▶ What the exercise asks
Which lines in the records below contain the word "barbet"? Copy each one.

[Saved data entries]
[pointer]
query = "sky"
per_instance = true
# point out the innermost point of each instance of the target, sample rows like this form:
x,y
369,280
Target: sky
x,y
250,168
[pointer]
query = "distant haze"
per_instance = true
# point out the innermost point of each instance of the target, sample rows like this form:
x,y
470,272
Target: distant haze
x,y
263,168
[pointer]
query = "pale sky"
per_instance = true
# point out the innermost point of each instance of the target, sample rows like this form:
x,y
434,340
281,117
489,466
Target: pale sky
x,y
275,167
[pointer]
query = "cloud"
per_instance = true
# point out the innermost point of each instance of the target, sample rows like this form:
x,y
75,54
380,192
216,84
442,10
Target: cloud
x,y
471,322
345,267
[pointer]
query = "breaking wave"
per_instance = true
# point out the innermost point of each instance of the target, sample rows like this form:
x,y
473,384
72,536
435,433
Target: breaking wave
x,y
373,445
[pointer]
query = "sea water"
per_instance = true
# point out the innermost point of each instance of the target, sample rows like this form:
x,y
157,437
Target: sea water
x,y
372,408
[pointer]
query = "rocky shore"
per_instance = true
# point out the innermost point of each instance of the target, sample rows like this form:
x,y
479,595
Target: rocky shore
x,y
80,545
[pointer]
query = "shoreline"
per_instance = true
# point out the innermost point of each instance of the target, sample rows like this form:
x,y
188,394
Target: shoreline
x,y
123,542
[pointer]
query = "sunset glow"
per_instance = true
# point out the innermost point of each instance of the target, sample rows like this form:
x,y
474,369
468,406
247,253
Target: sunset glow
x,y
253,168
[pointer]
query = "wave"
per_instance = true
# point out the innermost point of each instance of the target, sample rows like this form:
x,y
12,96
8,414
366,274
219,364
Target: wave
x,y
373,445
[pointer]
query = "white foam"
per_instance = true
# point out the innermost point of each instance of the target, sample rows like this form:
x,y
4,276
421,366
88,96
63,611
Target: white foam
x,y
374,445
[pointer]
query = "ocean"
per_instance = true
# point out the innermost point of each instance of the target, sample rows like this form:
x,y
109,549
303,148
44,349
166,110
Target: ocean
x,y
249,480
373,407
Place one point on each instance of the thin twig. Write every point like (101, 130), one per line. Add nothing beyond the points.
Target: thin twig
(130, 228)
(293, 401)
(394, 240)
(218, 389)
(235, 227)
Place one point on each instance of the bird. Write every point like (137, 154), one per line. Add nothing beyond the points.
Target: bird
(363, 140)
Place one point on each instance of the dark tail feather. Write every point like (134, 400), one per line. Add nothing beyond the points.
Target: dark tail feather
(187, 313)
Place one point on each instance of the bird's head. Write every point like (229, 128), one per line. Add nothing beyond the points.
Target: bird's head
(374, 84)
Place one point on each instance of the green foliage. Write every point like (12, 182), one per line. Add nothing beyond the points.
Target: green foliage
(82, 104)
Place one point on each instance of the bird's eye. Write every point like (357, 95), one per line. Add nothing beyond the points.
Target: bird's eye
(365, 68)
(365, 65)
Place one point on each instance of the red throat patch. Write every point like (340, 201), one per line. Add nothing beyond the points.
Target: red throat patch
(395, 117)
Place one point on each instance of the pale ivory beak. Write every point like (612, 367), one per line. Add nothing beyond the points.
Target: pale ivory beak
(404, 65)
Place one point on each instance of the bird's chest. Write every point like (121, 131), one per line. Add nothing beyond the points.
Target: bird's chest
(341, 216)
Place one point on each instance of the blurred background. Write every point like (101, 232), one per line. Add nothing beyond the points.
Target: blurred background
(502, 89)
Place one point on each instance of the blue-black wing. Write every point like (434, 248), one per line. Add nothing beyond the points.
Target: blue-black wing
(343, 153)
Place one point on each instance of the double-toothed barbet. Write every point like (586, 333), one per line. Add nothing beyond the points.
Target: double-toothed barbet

▶ Response to this task
Place one point on each instance of the double-toothed barbet. Write every point like (586, 333), one per line. Add nothing beyond the points.
Target: double-toothed barbet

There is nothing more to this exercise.